#### Data lines
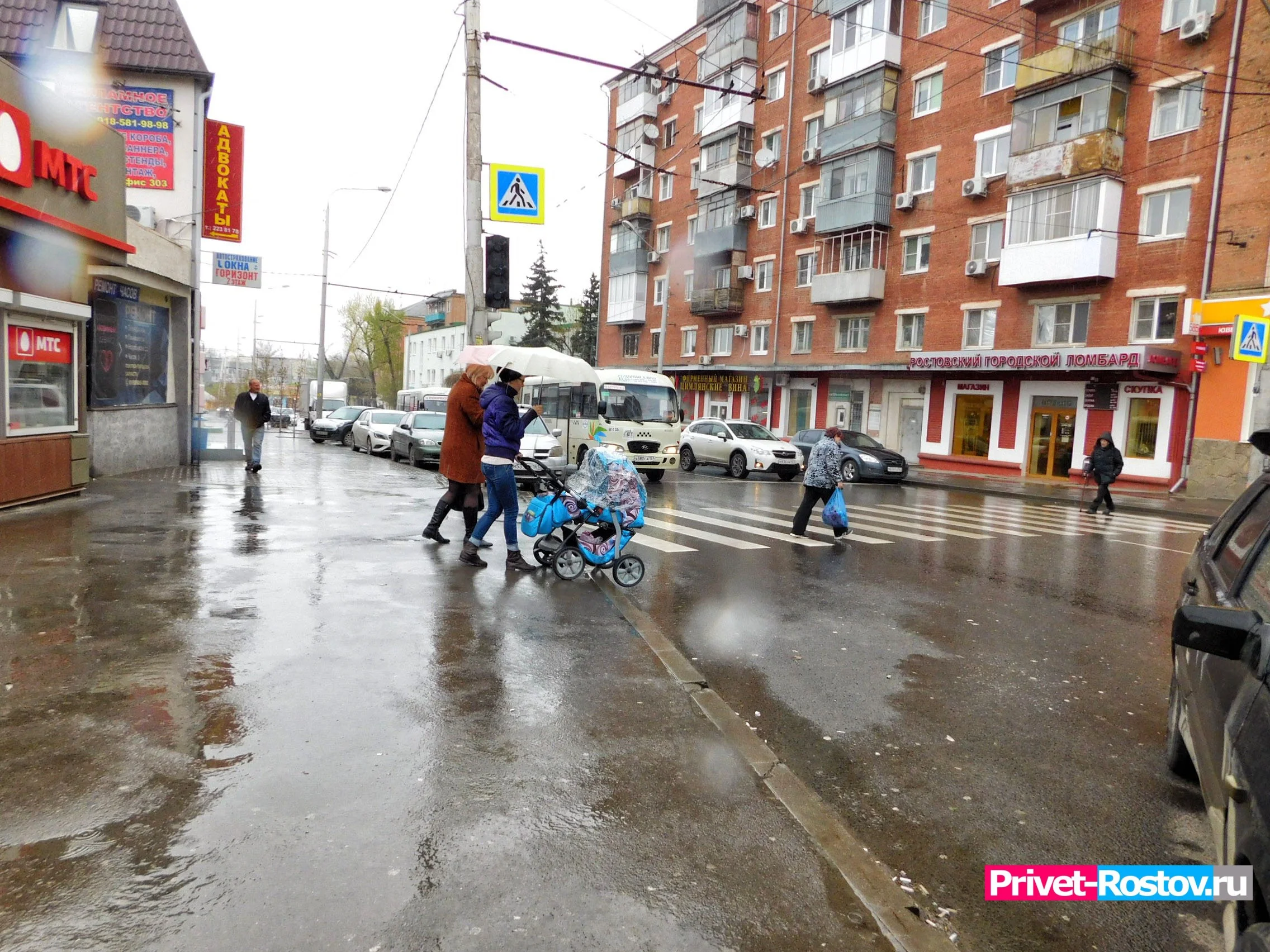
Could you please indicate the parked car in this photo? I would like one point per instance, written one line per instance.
(866, 458)
(372, 431)
(1220, 697)
(418, 438)
(738, 446)
(337, 426)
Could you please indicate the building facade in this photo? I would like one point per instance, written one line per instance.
(976, 231)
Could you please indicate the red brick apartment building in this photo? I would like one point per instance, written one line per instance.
(974, 230)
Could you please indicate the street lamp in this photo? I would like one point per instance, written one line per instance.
(321, 319)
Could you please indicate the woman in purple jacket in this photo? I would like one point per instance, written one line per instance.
(503, 428)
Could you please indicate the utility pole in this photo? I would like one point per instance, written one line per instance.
(473, 258)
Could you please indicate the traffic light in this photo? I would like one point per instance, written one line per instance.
(498, 273)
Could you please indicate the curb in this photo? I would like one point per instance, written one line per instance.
(897, 914)
(1123, 503)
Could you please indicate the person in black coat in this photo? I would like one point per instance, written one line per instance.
(1104, 465)
(252, 410)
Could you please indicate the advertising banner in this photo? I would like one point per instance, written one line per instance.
(222, 182)
(129, 347)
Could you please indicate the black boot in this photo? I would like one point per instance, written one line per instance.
(438, 516)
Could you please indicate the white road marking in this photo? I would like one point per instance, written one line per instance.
(751, 530)
(702, 535)
(816, 530)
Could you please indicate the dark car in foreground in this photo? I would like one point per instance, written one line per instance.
(866, 458)
(1220, 698)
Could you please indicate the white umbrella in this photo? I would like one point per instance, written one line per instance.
(533, 362)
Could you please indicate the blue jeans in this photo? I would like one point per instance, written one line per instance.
(502, 502)
(253, 442)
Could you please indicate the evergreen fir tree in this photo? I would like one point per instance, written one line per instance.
(585, 338)
(542, 305)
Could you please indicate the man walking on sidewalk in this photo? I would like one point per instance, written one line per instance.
(252, 410)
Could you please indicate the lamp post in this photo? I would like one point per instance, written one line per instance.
(321, 318)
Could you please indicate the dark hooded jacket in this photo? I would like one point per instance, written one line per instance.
(1105, 464)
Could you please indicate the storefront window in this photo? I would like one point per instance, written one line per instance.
(1143, 428)
(972, 426)
(41, 374)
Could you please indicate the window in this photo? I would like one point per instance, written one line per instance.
(852, 27)
(689, 342)
(921, 173)
(1155, 319)
(928, 94)
(1177, 110)
(1063, 324)
(981, 328)
(1057, 212)
(1165, 215)
(721, 341)
(1000, 68)
(992, 156)
(776, 85)
(932, 16)
(917, 254)
(912, 332)
(1179, 11)
(773, 141)
(802, 338)
(805, 268)
(778, 22)
(813, 132)
(1143, 428)
(760, 335)
(986, 240)
(809, 198)
(854, 334)
(75, 27)
(766, 212)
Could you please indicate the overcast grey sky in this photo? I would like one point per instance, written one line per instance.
(332, 96)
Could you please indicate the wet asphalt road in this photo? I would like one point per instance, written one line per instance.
(257, 712)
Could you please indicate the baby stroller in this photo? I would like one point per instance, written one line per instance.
(590, 518)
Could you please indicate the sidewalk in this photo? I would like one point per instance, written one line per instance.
(1128, 498)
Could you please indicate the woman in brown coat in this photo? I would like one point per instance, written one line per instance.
(461, 450)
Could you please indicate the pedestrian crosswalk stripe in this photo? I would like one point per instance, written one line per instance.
(814, 530)
(703, 535)
(661, 545)
(876, 529)
(751, 530)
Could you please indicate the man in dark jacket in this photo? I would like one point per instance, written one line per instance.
(252, 410)
(502, 430)
(1104, 465)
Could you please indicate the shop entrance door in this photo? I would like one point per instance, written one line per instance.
(1053, 437)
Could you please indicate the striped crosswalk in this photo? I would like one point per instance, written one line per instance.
(925, 521)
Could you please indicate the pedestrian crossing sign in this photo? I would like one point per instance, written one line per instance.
(1252, 339)
(517, 193)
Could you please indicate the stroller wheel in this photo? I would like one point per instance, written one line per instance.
(629, 572)
(568, 563)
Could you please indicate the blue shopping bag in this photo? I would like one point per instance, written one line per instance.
(836, 512)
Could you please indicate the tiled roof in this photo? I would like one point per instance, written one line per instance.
(132, 35)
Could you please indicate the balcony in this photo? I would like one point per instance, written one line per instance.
(1098, 151)
(642, 155)
(718, 301)
(1112, 47)
(850, 268)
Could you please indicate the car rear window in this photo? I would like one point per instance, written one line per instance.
(1234, 551)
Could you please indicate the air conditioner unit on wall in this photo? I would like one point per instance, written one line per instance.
(1194, 30)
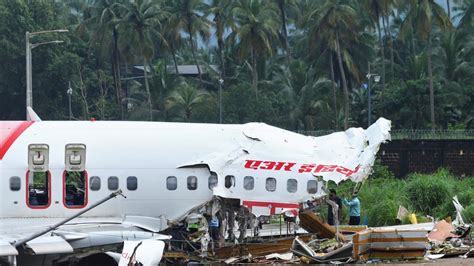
########
_Your goal_
Copy out the listing above line for line, without changing a single character, and omit the pictures from your copy.

_Reply_
Could you please indicate the parked car in this photo? I would like one point per instance, written one line per instance.
(866, 458)
(372, 431)
(1220, 697)
(418, 438)
(738, 446)
(337, 426)
Could you please indicate the building facade in this photo? I would like one point per instance, written one line per instance.
(976, 231)
Could you please indicate the red brick apartment building in this photo? I would like one point per instance, written one line per instance.
(974, 230)
Could you please indicate the street lamp in this photo? I would like one point per instance, written one line per instance.
(321, 319)
Could you please indicate the woman in purple jacket in this photo? I would like one point per instance, written one line per instance.
(503, 428)
Could you please indicate the utility pole in this photo? I would like one point per instance, written one line per instance.
(473, 258)
Could you please indicate the traffic light in this photo? I would like one point per instance, written one line per instance.
(498, 273)
Could you please indicate the curb in this photo? I would like one point per instance, written one line per instance.
(897, 914)
(1123, 503)
Could you please indicate the person in black coat in this photo? I would like one point per instance, written one line per instance.
(1104, 465)
(252, 410)
Could you please indicate the advertising banner in this photo? I would like one point per instance, written one line per instance.
(222, 182)
(129, 347)
Could you please indicate the black boot in this photo? I would like one point per instance, written one line per instance.
(438, 516)
Could you please indicate the white road marking in this photo? I would like one point per instance, written one line per instance.
(751, 530)
(702, 535)
(816, 530)
Could you please indicate the dark car in foreground in this photo? I would like one point per instance, written one line per instance.
(866, 458)
(1220, 698)
Could you please indicate the white umbrella in this photo? I would like one point per instance, written one line per instance.
(533, 362)
Could you please indicate the blue jeans in this photo? I would like one point per instance, written one line per instance.
(502, 502)
(253, 442)
Could you please indicate the evergreen fir tree in this photo? I would like one point per instance, written one line per instance.
(585, 338)
(542, 305)
Could you please indicate the man walking on sidewalk in this photo? I would like one point per instance, written one line per instance.
(252, 410)
Could you please indicate the lamp post in this photo? I would like one point per instance, written one line per instance.
(321, 318)
Could you please indicate the dark hooded jacket in this photo? I would like one point per instance, written one line per instance.
(1105, 464)
Could you please indicate the storefront window in this photo? I would like one point per instance, written one line per instance.
(1143, 428)
(972, 426)
(41, 374)
Could you please indicate the window in this photo? I would like one point per instance, written one line per instance.
(852, 27)
(689, 342)
(921, 173)
(1155, 319)
(928, 94)
(1177, 110)
(1063, 324)
(981, 328)
(1057, 212)
(1165, 215)
(721, 341)
(1000, 68)
(992, 156)
(776, 85)
(932, 16)
(917, 254)
(912, 332)
(1179, 11)
(773, 141)
(802, 338)
(805, 268)
(778, 22)
(813, 132)
(1143, 428)
(760, 335)
(986, 240)
(809, 198)
(854, 334)
(75, 27)
(766, 212)
Could you please indicate the overcast grey sky in this photo? I would like one point per instance, written one line per instance.
(332, 96)
Could you please indicate the wet asphalt road in this photo? I would like one point per instance, written one line per instance.
(257, 712)
Could you please indicate the baby stroller in this photo? I would like one point per instance, written one line per instance.
(590, 518)
Could you please indicate the sidewalk in this photo? I would like one point per instance, written one line per instance.
(1128, 498)
Could you please indicate the woman in brown coat in this photo? I would like one point per instance, written one line per instance.
(461, 450)
Could you please indicate the pedestrian crosswalk stripe in this photo? I would like one point per instance, written one line per instance.
(814, 530)
(703, 535)
(661, 545)
(876, 529)
(751, 530)
Could you please indicate the man in dark jacket in this photo? I would like one point per instance, written one line per instance.
(252, 410)
(502, 430)
(1104, 465)
Could you please indicate the shop entrance door in this photo? I would like one point per instance, written one line per instance.
(1053, 437)
Could you please indicate the striped crosswalk in this photo? I would like one point per instance, written one line per instance.
(925, 521)
Could you please indicate the pedestrian crossing sign in this photo? I would like one point per instance, written one line per instance.
(1252, 339)
(517, 193)
Could you please indicate the stroller wheel in this photo? I would like one point per instance, written one line per instance.
(629, 572)
(568, 563)
Could you please indicate the blue shopping bag in this photo? I would like one point per instance, written one line per instance.
(836, 512)
Could you please indicate the tiled roof in this photo? I would like one point per instance, written one line per instance.
(132, 35)
Could you please indicate the balcony in this photo? I would like one point per instance, written one line per instance.
(1098, 151)
(642, 155)
(718, 301)
(1112, 47)
(850, 268)
Could you please indicate the car rear window in this photo? I would like one point per instance, written one line per instance.
(1234, 551)
Could you please indicate the air conditioner unit on wall in this photo? I would like one point per instance, written one line per instance.
(1194, 30)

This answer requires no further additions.